- **What the task asks**: Could you add 5 to each number in the point coordinates of the entries below, starting at the line that has "Expected: the position of each instance of the pompom" and stopping after the line that has "(1084, 528)"? Write out every line in that span again, the requests included, with the coordinates changed and nothing else altered.

- **Given records**:
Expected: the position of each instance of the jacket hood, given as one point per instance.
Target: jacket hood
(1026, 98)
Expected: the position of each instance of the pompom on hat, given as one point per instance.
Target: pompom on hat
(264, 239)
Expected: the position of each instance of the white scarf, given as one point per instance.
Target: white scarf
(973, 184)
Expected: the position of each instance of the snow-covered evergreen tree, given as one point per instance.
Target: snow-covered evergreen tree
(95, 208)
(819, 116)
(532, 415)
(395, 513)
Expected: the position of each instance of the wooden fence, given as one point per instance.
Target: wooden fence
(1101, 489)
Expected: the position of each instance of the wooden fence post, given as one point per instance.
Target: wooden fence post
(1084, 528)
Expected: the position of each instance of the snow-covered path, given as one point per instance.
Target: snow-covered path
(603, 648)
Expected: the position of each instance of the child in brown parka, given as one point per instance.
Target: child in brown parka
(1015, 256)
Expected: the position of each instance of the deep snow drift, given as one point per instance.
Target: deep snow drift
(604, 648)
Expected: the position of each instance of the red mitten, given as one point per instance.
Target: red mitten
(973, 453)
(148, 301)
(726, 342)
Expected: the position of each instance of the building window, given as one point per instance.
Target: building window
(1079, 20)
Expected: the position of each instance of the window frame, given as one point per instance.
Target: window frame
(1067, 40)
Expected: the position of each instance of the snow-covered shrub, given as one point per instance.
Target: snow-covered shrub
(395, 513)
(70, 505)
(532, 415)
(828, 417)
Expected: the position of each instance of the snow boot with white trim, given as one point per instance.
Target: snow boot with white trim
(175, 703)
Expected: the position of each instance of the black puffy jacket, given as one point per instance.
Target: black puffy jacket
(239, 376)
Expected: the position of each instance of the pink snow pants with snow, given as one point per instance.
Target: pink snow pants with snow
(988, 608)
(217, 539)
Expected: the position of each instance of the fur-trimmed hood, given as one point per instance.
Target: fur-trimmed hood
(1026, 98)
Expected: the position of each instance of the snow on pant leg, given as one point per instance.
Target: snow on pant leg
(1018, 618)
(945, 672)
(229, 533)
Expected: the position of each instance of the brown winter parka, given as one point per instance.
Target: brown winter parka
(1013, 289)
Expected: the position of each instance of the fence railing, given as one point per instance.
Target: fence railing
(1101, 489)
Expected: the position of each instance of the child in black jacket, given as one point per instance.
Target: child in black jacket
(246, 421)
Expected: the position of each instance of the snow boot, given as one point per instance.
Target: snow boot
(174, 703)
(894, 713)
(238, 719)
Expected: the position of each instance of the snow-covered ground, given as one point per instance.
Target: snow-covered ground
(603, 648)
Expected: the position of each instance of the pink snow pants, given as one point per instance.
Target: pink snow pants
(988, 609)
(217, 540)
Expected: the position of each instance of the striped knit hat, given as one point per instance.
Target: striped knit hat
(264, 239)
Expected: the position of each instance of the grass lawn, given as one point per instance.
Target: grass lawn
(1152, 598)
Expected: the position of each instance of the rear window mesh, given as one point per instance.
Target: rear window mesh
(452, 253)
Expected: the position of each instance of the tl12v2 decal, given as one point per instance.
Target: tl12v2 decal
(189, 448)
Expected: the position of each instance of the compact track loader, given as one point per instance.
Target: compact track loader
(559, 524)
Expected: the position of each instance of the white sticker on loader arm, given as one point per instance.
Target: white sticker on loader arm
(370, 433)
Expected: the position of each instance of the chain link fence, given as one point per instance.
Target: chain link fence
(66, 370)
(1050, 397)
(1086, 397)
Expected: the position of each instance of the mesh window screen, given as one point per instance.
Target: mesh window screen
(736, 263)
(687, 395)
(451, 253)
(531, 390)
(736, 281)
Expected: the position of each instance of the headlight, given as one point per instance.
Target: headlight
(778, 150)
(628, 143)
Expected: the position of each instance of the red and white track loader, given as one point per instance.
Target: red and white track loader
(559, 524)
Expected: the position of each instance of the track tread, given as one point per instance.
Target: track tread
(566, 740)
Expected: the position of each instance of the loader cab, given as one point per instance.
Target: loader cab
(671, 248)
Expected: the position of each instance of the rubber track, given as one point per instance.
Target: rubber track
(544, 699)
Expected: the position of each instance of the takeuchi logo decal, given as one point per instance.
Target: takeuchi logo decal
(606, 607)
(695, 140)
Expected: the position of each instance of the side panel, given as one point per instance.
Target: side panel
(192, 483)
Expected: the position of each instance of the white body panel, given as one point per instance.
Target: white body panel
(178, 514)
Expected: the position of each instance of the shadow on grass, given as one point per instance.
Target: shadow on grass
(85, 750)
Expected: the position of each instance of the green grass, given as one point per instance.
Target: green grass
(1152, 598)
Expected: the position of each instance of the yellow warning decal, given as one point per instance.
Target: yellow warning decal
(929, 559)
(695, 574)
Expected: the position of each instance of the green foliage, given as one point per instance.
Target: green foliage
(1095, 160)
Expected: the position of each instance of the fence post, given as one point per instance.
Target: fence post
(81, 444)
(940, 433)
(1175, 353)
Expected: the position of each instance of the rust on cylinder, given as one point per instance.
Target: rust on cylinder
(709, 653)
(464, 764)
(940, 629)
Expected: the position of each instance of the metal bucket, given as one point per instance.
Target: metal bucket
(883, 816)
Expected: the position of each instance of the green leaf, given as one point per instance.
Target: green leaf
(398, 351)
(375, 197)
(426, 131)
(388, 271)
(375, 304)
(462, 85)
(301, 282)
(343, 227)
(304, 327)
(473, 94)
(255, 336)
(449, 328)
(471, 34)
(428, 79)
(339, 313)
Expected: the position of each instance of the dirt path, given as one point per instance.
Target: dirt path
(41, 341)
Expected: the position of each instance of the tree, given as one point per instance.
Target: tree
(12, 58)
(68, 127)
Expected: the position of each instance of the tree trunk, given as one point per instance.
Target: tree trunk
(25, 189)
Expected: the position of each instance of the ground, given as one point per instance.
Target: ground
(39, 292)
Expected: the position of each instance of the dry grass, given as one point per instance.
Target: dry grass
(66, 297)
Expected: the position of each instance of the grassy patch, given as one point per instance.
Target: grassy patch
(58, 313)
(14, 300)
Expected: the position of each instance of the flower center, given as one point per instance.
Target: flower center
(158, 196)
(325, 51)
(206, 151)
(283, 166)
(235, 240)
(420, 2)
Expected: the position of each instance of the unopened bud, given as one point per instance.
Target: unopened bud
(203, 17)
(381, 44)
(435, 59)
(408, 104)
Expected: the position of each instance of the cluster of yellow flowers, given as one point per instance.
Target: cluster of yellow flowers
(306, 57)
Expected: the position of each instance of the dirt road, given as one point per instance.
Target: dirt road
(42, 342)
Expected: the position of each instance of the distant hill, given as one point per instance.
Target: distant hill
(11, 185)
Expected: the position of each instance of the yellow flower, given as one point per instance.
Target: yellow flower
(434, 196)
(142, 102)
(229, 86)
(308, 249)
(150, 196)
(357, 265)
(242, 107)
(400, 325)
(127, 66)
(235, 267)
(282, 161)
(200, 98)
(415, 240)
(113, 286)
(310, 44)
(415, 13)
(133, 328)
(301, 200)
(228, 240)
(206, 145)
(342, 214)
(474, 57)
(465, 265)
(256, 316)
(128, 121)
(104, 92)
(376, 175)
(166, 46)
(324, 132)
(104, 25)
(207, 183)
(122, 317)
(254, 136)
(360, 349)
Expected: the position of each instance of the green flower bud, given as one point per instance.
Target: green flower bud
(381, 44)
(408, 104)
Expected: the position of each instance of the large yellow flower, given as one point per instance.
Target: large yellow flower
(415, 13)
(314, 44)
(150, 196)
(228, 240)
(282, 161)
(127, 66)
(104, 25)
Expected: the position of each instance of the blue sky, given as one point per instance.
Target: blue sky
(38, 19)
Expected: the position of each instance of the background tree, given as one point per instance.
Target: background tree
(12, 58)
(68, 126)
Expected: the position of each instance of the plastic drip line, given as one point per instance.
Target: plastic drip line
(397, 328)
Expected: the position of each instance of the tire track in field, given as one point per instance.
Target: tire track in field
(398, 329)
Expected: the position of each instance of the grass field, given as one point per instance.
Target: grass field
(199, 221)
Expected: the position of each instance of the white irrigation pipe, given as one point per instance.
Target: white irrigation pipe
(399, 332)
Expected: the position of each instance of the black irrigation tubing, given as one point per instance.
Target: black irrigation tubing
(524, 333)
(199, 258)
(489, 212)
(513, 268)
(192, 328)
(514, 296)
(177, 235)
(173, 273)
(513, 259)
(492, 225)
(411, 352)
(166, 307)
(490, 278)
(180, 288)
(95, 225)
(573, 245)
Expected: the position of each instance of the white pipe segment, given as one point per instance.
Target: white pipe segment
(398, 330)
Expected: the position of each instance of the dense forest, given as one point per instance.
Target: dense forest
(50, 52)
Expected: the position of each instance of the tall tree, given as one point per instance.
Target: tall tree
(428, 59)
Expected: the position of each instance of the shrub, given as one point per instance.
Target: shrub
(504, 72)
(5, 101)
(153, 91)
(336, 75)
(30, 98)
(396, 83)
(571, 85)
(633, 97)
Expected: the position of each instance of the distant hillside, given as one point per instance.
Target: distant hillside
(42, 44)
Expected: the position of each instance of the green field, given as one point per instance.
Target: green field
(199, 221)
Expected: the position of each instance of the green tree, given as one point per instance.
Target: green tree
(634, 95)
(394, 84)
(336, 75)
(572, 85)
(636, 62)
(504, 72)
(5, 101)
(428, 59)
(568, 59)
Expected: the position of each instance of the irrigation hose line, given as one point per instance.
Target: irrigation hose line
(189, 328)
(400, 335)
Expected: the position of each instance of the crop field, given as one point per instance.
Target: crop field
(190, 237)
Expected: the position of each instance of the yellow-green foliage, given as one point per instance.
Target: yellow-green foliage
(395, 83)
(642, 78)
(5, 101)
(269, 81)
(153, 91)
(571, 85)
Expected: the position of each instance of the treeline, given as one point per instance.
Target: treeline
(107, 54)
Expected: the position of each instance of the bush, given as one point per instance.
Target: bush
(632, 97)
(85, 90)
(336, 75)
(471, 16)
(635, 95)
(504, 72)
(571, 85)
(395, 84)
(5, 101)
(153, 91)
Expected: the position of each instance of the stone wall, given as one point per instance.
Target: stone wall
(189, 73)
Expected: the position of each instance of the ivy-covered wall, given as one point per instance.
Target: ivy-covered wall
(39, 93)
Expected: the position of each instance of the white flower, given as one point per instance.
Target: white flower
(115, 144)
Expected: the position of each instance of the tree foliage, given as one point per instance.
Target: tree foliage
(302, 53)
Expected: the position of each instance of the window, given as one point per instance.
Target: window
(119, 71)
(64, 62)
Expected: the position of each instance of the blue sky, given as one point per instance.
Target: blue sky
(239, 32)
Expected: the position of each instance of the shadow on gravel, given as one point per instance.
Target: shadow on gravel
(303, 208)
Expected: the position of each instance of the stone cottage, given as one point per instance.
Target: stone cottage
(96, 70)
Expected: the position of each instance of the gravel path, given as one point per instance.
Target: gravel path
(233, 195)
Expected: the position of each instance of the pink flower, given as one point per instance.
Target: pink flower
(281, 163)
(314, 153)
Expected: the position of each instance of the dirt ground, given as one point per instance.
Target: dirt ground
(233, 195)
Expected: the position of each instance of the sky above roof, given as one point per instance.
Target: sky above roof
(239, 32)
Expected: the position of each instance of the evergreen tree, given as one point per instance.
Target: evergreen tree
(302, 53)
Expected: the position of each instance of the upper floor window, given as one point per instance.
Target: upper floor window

- **Task result**:
Expected: the position of each instance of the pompom on hat, given as one point per instance.
Target: pompom on hat
(269, 244)
Expected: the position of each instance of the white scarf, given as one point per instance.
Target: white scarf
(978, 189)
Expected: the position of each instance of the snow-covered evergreen tree, given as one point per instance.
Target: snow-covered evergreen tree
(100, 213)
(824, 121)
(537, 420)
(400, 518)
Expected: the position of each instance of the wooden fence, given as one point per instance.
Target: wooden fence
(1106, 494)
Expected: the position of each instance of the wooden fence post, given as one point per instance.
Target: wooden fence post
(1089, 533)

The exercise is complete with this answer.